Text passage
BEGIN

Puke.




This morning, Lily woke up and puked.

Lily is fine. Chloe puked the day before. Mike is probably going to puke. Maybe, if God really wants to make me feel secure, I'll puke before noon.

God really is that good.

And when I say Lily is fine, it is on our eff-ed-up-brain-tumor-life-death-shunt-meningitis-infused standards.

Four years ago, when Lily puked it meant her shunt could be malfunctioning and she could need brain surgery. It meant she could have meningitis. It meant that a tumor could be growing.

But today, it means her stomach is upset, not her brain. Today, it means pedialite instead of an IV cocktail of steroids, electrolytes and antibiotics. Today, it means I rejoice in a family of stomach viruses. Today, I joyfully Lysol the toilet.

Today, it means Lily is a little girl with a belly ache.

Despite God's backhanded assurances via communal puking, morning puking always disrupts the time-space continuum for me. One morning of Lily vomiting, one slight gag and I am Alice tumbling right back into freaking hell.

It all rushes back. I used to cry and pace during the rush, trying to stop my descent into the madness. More recently, I shut down and sit quietly. I let the entire "thing" flash before my eyes.

END

Task instructions
a) In the passage about Lily's vomiting, who puked the day before Lily did?
b) List every ingredient of the IV cocktail named in the passage about Lily's vomiting.

Given data

BEGIN

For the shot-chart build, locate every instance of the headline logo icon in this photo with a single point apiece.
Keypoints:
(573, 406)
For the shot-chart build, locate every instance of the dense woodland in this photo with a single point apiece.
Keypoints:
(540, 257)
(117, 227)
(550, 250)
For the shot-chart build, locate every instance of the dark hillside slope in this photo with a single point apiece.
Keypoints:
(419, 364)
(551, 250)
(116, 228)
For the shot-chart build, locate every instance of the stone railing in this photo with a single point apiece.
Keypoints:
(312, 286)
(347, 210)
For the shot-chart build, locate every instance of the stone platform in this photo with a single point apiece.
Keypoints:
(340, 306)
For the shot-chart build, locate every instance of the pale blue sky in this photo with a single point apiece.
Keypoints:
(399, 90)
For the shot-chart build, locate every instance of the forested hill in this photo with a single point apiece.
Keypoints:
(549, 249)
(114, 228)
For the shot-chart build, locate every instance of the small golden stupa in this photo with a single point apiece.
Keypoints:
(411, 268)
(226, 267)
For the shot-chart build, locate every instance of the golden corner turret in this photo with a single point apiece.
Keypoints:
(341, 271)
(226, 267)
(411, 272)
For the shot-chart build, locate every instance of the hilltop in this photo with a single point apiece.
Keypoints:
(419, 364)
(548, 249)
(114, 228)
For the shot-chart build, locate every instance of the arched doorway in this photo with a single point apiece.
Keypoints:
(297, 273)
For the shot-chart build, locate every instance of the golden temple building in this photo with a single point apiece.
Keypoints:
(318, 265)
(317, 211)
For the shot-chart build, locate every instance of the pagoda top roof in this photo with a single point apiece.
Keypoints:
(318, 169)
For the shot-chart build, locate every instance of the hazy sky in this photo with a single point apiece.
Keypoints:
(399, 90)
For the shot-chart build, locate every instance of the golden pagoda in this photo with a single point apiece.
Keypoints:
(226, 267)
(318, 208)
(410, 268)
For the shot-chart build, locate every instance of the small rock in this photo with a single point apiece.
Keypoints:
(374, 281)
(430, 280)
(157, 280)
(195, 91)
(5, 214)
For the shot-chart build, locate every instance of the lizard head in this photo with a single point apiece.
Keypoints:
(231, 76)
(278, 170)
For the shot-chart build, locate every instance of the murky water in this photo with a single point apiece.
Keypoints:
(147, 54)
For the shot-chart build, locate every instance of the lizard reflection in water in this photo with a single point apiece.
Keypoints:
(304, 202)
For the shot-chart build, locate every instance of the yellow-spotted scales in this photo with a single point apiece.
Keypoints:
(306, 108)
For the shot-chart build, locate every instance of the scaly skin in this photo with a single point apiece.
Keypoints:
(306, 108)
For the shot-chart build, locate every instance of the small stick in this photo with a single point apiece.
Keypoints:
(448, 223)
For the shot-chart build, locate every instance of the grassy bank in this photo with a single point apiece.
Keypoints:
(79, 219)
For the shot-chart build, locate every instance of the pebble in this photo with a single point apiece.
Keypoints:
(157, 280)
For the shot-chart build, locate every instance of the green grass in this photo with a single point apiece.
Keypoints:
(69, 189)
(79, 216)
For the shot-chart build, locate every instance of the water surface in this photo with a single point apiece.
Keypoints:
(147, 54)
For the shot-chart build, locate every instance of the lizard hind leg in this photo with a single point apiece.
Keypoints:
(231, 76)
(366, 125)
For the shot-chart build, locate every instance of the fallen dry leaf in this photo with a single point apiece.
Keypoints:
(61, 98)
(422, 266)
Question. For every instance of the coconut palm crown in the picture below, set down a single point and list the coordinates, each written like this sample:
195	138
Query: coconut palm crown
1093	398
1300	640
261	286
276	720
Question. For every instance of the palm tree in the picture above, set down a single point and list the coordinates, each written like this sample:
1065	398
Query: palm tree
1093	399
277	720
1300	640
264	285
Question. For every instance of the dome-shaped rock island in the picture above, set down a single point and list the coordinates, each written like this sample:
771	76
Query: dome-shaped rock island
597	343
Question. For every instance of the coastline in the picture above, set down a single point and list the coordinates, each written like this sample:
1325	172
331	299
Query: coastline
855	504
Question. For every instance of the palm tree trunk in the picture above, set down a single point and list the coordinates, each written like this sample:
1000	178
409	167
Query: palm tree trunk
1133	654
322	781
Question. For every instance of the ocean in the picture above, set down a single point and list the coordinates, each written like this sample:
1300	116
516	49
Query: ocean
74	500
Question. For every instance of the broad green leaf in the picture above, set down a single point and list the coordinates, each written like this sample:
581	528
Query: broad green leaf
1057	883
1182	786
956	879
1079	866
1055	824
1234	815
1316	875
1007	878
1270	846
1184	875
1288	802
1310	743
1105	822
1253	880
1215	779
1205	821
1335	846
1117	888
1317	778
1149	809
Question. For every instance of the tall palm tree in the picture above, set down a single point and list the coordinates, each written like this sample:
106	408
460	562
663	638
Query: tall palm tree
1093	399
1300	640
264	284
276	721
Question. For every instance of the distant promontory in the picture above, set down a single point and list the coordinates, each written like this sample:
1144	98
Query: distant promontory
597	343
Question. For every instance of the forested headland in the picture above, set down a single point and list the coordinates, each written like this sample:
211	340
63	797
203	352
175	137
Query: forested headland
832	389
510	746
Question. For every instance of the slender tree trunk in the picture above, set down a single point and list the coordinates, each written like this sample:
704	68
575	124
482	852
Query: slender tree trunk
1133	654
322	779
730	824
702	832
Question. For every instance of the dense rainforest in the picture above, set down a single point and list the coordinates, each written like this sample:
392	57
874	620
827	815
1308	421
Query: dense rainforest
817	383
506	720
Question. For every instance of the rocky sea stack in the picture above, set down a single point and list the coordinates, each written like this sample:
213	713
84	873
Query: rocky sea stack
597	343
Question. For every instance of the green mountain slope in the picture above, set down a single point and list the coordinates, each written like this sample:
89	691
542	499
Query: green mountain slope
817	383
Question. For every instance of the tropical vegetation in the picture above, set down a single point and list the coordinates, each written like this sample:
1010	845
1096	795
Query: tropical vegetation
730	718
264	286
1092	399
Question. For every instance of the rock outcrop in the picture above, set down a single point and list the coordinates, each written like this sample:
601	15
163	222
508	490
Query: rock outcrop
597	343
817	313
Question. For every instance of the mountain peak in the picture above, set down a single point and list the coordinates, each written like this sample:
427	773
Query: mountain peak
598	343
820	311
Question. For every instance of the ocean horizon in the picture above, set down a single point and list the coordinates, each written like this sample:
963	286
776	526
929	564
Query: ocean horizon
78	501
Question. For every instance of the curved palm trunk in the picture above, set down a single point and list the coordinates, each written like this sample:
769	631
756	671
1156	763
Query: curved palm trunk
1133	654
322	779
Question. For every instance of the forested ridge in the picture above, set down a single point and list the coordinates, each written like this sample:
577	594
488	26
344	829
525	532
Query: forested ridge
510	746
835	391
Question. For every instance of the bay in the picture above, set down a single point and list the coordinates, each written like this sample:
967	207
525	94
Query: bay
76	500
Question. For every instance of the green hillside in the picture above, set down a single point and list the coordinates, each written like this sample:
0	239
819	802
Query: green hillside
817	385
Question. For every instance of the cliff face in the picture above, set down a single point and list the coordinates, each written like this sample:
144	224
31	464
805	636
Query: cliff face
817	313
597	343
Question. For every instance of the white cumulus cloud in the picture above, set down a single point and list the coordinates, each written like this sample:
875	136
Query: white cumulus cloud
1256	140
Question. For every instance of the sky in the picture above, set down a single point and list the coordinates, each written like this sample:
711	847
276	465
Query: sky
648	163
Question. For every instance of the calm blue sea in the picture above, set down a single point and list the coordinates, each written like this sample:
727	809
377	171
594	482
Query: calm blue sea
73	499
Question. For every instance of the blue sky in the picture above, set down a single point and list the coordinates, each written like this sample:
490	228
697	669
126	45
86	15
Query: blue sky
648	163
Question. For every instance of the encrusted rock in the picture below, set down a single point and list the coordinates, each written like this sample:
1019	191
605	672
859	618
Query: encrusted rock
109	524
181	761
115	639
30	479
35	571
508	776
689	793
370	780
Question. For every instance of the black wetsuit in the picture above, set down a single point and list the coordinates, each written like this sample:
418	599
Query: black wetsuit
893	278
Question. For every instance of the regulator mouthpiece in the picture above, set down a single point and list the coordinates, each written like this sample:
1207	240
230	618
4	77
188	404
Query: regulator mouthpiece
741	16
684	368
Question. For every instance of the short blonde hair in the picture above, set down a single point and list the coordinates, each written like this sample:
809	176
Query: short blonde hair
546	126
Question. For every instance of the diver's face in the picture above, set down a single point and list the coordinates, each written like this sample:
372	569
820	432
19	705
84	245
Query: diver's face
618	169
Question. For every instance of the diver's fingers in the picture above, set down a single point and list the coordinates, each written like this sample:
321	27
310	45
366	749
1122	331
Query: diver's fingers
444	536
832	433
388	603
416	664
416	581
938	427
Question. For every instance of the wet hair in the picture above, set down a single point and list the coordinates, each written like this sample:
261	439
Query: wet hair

END

Answers to the exercise
a) Chloe

b) Steroids, electrolytes, antibiotics